Required action: Include in the output exactly the lines from the opening of the data through the line containing "Target: person standing on beach", and nothing more.

Region pointing data:

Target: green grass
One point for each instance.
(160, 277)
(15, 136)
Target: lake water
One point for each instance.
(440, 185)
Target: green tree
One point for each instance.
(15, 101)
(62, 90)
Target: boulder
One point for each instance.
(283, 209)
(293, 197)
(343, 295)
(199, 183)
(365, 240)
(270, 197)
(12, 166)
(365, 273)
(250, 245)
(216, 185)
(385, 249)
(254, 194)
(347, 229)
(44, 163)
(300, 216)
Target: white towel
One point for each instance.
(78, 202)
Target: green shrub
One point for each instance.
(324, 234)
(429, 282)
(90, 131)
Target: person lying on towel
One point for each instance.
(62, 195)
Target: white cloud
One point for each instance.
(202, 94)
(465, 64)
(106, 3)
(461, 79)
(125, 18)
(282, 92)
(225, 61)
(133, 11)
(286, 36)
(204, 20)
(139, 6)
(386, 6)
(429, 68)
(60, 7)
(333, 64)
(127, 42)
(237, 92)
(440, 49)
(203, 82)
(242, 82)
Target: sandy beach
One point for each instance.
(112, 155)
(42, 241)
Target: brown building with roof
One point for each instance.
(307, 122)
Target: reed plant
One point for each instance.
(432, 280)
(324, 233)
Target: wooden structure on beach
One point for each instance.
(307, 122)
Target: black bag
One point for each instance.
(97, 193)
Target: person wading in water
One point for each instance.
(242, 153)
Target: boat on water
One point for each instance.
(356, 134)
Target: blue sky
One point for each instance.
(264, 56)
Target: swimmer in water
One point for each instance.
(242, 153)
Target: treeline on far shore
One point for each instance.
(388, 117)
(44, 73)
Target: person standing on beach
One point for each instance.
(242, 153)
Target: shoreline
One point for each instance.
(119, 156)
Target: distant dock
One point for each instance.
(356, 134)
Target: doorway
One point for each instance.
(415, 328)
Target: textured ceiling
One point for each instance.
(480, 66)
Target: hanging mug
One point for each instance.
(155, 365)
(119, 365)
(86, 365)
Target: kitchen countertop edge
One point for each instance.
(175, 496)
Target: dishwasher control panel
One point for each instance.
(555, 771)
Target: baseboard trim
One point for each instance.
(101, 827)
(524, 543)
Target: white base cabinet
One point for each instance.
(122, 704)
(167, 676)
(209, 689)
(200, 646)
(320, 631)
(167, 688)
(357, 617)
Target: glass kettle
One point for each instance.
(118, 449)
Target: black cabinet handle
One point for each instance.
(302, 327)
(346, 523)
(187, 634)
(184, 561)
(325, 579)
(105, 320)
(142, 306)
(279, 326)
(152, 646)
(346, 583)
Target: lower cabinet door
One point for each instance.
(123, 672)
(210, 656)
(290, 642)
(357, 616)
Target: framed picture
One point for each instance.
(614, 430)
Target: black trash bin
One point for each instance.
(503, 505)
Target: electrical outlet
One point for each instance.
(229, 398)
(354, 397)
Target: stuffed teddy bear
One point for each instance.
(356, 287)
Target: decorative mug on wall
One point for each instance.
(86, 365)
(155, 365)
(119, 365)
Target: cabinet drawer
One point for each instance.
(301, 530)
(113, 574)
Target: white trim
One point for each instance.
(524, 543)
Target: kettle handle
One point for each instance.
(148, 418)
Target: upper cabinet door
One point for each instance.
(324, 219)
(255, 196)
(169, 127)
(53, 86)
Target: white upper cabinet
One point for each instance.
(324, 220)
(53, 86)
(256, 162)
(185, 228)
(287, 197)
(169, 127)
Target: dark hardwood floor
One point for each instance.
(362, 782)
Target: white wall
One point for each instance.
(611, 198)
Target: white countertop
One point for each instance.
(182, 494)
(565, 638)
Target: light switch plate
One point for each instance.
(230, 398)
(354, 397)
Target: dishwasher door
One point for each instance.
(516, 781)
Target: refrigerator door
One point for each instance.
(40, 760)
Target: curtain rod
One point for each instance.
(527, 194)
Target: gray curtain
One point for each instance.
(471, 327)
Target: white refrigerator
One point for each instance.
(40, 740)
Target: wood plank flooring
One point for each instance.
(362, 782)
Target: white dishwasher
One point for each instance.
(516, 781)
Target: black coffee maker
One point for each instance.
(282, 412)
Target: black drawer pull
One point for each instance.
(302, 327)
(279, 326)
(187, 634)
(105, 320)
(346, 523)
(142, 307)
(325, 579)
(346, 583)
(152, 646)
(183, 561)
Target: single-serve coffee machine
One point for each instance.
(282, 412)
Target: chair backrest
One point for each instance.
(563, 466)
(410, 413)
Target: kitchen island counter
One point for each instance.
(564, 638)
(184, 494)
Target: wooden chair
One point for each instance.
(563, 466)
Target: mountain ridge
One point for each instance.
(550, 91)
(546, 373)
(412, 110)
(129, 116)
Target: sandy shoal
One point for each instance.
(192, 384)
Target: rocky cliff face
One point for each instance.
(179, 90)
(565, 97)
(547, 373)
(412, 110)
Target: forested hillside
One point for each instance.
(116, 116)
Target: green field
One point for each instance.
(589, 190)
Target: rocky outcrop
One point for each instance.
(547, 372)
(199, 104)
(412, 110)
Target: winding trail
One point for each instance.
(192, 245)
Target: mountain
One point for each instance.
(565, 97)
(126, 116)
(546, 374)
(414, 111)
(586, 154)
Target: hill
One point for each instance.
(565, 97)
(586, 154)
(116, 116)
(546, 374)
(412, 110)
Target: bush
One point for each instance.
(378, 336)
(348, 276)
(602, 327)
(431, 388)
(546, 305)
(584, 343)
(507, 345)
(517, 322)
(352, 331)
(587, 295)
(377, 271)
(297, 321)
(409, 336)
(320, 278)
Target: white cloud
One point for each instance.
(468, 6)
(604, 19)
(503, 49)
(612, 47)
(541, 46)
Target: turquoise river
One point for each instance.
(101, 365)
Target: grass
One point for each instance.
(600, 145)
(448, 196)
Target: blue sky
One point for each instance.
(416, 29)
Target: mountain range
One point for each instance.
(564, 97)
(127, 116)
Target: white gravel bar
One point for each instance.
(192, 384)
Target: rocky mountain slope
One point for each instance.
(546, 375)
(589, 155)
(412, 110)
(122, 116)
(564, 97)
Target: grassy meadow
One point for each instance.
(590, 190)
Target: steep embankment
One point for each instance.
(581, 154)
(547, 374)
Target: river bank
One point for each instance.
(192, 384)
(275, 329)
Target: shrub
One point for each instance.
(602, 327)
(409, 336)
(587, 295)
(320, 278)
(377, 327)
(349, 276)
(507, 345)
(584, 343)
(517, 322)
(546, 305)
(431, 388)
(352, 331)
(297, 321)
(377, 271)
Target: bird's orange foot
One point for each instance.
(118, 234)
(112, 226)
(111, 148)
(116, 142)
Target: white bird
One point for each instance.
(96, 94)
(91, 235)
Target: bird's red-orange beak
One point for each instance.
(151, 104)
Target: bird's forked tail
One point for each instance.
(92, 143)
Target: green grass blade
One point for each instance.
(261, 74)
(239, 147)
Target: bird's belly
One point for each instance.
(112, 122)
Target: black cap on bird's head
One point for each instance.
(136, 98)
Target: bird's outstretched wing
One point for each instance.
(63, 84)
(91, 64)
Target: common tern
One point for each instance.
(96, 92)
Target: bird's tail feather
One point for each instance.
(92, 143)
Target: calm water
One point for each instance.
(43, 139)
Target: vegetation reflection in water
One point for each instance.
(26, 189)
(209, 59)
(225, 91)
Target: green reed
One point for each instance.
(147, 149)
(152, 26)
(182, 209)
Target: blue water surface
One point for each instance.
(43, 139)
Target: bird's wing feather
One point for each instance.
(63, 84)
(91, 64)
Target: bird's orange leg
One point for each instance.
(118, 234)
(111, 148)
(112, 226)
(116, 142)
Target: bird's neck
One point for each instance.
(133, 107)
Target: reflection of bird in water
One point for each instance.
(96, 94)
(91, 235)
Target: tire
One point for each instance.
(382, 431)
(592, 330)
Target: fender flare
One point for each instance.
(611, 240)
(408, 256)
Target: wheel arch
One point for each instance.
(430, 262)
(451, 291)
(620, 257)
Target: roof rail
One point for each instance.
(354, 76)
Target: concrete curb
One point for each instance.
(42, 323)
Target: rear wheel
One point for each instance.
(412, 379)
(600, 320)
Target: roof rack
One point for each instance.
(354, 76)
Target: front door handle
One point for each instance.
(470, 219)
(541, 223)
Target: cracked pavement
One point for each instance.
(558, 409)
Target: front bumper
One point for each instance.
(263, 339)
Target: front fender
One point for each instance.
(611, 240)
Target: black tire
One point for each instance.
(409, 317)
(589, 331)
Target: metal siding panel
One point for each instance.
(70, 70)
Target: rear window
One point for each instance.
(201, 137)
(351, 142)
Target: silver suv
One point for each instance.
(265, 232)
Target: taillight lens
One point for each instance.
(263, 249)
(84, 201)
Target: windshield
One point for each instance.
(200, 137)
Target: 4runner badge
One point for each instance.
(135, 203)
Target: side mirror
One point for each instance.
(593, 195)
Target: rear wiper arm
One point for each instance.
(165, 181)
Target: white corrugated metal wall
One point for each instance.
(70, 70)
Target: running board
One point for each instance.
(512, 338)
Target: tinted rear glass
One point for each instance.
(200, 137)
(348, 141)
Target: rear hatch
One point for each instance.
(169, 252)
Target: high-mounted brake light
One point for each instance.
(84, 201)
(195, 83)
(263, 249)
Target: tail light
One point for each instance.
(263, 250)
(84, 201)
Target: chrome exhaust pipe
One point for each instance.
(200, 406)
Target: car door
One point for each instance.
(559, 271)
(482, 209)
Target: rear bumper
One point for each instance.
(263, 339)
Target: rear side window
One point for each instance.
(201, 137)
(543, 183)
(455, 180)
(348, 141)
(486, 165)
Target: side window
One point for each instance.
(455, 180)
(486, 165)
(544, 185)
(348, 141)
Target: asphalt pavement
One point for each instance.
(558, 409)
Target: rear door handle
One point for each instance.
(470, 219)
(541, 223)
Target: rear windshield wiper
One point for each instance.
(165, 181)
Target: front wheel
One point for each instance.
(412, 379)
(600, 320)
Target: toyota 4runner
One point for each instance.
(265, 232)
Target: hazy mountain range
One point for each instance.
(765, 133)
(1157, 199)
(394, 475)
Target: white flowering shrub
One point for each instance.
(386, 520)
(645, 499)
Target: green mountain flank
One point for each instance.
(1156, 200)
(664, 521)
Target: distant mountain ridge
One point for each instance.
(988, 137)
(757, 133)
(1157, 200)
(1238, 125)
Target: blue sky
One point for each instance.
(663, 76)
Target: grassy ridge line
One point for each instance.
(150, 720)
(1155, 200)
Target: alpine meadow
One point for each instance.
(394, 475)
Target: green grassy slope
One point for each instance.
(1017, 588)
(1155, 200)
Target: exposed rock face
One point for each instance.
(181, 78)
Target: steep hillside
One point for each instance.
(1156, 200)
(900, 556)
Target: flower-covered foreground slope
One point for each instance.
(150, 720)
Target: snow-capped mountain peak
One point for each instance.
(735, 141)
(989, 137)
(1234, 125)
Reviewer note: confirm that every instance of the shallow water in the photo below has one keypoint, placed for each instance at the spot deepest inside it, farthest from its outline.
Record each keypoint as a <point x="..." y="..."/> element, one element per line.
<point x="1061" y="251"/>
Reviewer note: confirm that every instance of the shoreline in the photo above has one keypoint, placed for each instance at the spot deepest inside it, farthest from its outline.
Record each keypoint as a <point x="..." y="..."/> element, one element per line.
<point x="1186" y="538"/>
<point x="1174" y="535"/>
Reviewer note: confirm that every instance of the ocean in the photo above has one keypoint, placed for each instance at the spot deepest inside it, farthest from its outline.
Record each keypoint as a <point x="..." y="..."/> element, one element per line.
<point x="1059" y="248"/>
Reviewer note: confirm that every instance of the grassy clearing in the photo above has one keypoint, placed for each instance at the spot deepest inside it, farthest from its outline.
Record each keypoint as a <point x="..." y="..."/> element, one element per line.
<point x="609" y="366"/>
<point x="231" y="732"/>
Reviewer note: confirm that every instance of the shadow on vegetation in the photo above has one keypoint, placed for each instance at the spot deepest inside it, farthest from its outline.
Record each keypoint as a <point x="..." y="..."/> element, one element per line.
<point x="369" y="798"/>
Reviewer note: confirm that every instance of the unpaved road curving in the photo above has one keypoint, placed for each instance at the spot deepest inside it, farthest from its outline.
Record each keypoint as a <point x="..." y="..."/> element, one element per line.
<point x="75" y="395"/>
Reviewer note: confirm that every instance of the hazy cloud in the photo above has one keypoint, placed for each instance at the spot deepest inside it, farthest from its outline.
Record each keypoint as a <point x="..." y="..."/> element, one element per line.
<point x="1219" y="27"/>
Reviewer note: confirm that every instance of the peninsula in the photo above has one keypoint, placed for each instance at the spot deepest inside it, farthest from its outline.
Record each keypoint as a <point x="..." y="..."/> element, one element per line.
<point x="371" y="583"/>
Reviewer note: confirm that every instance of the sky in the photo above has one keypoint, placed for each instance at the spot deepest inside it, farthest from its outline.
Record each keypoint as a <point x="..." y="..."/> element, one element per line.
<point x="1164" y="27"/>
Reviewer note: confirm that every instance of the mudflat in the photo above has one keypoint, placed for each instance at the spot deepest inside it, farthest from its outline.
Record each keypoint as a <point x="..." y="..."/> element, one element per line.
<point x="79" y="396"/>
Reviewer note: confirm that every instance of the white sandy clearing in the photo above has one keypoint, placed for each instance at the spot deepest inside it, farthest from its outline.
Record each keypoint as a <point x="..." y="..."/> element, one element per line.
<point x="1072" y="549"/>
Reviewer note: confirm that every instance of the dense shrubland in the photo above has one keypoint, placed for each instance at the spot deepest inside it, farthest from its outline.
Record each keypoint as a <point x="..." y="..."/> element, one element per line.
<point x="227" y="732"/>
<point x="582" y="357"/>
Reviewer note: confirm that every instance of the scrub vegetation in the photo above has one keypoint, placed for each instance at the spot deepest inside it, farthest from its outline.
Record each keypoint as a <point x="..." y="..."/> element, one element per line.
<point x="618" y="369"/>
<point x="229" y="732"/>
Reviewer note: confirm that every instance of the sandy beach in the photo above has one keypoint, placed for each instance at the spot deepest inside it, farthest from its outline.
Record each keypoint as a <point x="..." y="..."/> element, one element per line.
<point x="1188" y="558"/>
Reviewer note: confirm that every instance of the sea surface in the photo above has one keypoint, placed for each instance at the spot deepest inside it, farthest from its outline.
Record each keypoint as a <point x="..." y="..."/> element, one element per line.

Result for this task:
Target: green grass
One point for each instance.
(160, 277)
(15, 136)
Target: lake water
One point for each instance.
(440, 185)
Target: green tree
One point for each instance.
(15, 101)
(62, 90)
Target: boulder
One point for each instance.
(283, 209)
(293, 197)
(343, 295)
(199, 183)
(365, 240)
(270, 197)
(12, 166)
(365, 273)
(250, 245)
(216, 185)
(385, 249)
(254, 194)
(347, 229)
(44, 163)
(300, 216)
Target: white towel
One point for each instance.
(78, 202)
Target: green shrub
One point for each instance.
(324, 234)
(429, 282)
(90, 131)
Target: person lying on towel
One point for each instance.
(62, 195)
Target: white cloud
One point for each instance.
(202, 94)
(465, 64)
(106, 3)
(461, 79)
(125, 18)
(282, 92)
(225, 61)
(133, 11)
(286, 36)
(204, 20)
(139, 6)
(386, 6)
(429, 68)
(60, 7)
(333, 64)
(127, 42)
(237, 92)
(440, 49)
(203, 82)
(242, 82)
Target: sandy beach
One point for each instance.
(112, 155)
(42, 241)
Target: brown building with roof
One point for each instance.
(307, 122)
Target: reed plant
One point for each instance.
(432, 280)
(324, 233)
Target: wooden structure on beach
One point for each instance.
(307, 122)
Target: black bag
One point for each instance.
(97, 193)
Target: person wading in water
One point for each instance.
(242, 153)
Target: boat on water
One point for each instance.
(356, 134)
Target: blue sky
One point for each instance.
(264, 56)
Target: swimmer in water
One point for each instance.
(242, 153)
Target: treeline on far shore
One point for each instance.
(388, 117)
(44, 73)
Target: person standing on beach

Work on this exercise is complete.